ASSIGNMENT :: Exact reproduction is needed for the lines from the one with "of the white" to the end of the listing below, and for no other lines.

<<<<

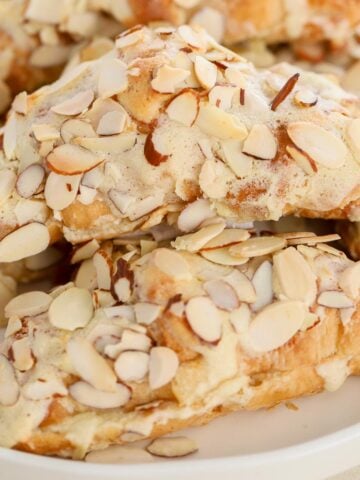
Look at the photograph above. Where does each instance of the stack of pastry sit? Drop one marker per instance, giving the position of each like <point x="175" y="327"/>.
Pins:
<point x="153" y="161"/>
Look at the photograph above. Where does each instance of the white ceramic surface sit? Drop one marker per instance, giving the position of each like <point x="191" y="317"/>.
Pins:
<point x="321" y="439"/>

>>>>

RESULT ::
Look at the photograph above. Where does each instance of the white ceramic surface sit? Drop one marker per instance, giving the position of each like <point x="191" y="317"/>.
Pins:
<point x="321" y="439"/>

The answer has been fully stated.